===== DATA SHOWN =====

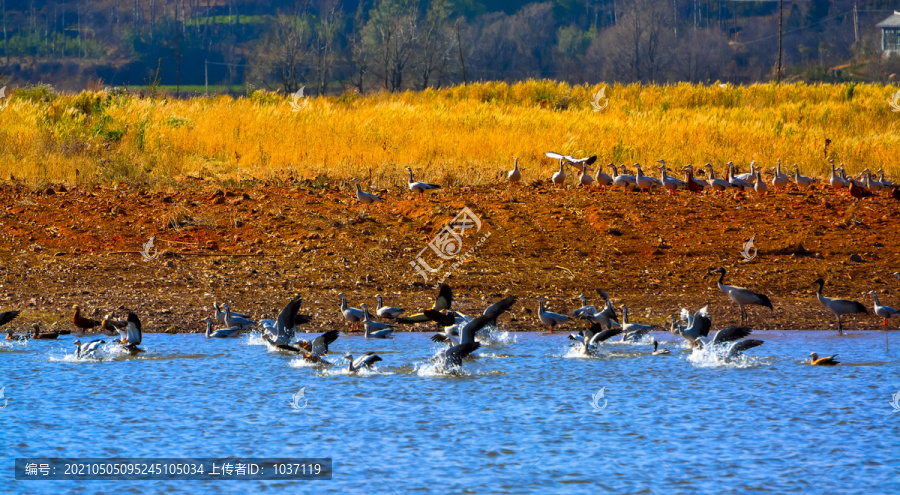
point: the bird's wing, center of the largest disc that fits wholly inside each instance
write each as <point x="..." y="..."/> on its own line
<point x="285" y="320"/>
<point x="133" y="329"/>
<point x="731" y="334"/>
<point x="444" y="299"/>
<point x="320" y="344"/>
<point x="605" y="335"/>
<point x="8" y="316"/>
<point x="444" y="320"/>
<point x="701" y="325"/>
<point x="498" y="308"/>
<point x="456" y="354"/>
<point x="467" y="334"/>
<point x="743" y="345"/>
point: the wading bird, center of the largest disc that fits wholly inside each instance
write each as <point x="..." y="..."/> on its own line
<point x="221" y="333"/>
<point x="419" y="187"/>
<point x="352" y="315"/>
<point x="883" y="311"/>
<point x="87" y="350"/>
<point x="838" y="307"/>
<point x="364" y="197"/>
<point x="367" y="361"/>
<point x="741" y="296"/>
<point x="514" y="175"/>
<point x="549" y="318"/>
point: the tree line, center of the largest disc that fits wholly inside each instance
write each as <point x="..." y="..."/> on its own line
<point x="329" y="46"/>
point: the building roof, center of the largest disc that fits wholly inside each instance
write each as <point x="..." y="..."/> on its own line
<point x="892" y="21"/>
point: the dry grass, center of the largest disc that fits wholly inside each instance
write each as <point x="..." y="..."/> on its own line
<point x="457" y="136"/>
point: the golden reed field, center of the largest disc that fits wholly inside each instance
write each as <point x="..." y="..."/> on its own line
<point x="463" y="135"/>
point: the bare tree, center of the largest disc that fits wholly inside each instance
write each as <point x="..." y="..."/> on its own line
<point x="435" y="38"/>
<point x="280" y="56"/>
<point x="389" y="40"/>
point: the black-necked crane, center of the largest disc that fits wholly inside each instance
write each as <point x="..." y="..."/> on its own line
<point x="885" y="312"/>
<point x="515" y="174"/>
<point x="740" y="295"/>
<point x="419" y="187"/>
<point x="838" y="307"/>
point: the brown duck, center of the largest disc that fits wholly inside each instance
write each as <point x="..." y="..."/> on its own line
<point x="81" y="322"/>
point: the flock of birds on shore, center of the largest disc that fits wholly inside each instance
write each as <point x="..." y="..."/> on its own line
<point x="863" y="185"/>
<point x="460" y="332"/>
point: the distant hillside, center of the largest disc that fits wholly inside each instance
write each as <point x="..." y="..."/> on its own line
<point x="332" y="45"/>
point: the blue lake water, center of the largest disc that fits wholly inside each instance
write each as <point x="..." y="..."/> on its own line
<point x="520" y="419"/>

=====

§ WHAT YOU WILL DO
Arrange every line of the listing above as a Markdown table with the columns "Row" and "Line", numbering the rows in order. Omit blank lines and leave the pictures out of the table.

§ WORKED ANSWER
| Row | Line |
|---|---|
| 1 | point: the bird's wing, center of the largest disc that fits wholly inside each instance |
| 2 | write each as <point x="..." y="..."/> on its own line |
| 3 | <point x="285" y="320"/> |
| 4 | <point x="133" y="329"/> |
| 5 | <point x="731" y="334"/> |
| 6 | <point x="444" y="299"/> |
| 7 | <point x="320" y="344"/> |
| 8 | <point x="605" y="335"/> |
| 9 | <point x="8" y="316"/> |
| 10 | <point x="444" y="320"/> |
| 11 | <point x="701" y="325"/> |
| 12 | <point x="498" y="308"/> |
| 13 | <point x="456" y="354"/> |
| 14 | <point x="467" y="334"/> |
| 15 | <point x="743" y="345"/> |
| 16 | point: the wading bird, center of the largest disc that fits wholly inside each instance |
| 17 | write each as <point x="..." y="..."/> on its own line |
| 18 | <point x="221" y="333"/> |
| 19 | <point x="419" y="187"/> |
| 20 | <point x="352" y="315"/> |
| 21 | <point x="883" y="311"/> |
| 22 | <point x="87" y="350"/> |
| 23 | <point x="838" y="307"/> |
| 24 | <point x="364" y="197"/> |
| 25 | <point x="367" y="361"/> |
| 26 | <point x="741" y="296"/> |
| 27 | <point x="514" y="175"/> |
| 28 | <point x="549" y="318"/> |
| 29 | point: the tree line, center of the largest disc that fits wholly inside each instance |
| 30 | write each as <point x="..." y="..."/> on its own line |
| 31 | <point x="329" y="46"/> |
| 32 | point: the building roof, center of the largest disc that fits wholly inside each instance |
| 33 | write each as <point x="..." y="..."/> on its own line |
| 34 | <point x="892" y="21"/> |
| 35 | point: the dry grass, center of the largest disc that fits wholly inside each instance |
| 36 | write each as <point x="..." y="..."/> on its own line |
| 37 | <point x="457" y="136"/> |
| 38 | point: the golden reed field, center of the largest disc that fits wholly inside each instance |
| 39 | write each as <point x="..." y="..."/> on its own line |
| 40 | <point x="463" y="135"/> |
| 41 | point: the bare tree, center of the largest disc that fits wholly inside each instance |
| 42 | write each as <point x="..." y="..."/> on its own line |
| 43 | <point x="435" y="38"/> |
| 44 | <point x="280" y="56"/> |
| 45 | <point x="389" y="40"/> |
| 46 | point: the black-necked crane, center of the largest disc that fits wholly inside each instance |
| 47 | write each as <point x="..." y="..."/> on its own line |
| 48 | <point x="885" y="312"/> |
| 49 | <point x="515" y="174"/> |
| 50 | <point x="740" y="295"/> |
| 51 | <point x="419" y="187"/> |
| 52 | <point x="838" y="307"/> |
| 53 | point: the brown duck, center of the largest disc that fits wholly inside each instance |
| 54 | write each as <point x="..." y="..."/> on its own line |
| 55 | <point x="81" y="322"/> |
| 56 | point: the flock of birds on shore, center of the largest disc that fits wholly inside each instance |
| 57 | write each as <point x="..." y="..."/> on its own line |
| 58 | <point x="863" y="185"/> |
| 59 | <point x="460" y="332"/> |
| 60 | point: the distant hillside, center of the largest disc that fits wholly inside each instance |
| 61 | write each as <point x="..." y="..."/> on its own line |
| 62 | <point x="332" y="45"/> |
| 63 | point: the blue lake water, center of the largest disc that fits wholly inside each instance |
| 64 | write each as <point x="..." y="..."/> on its own line |
| 65 | <point x="520" y="419"/> |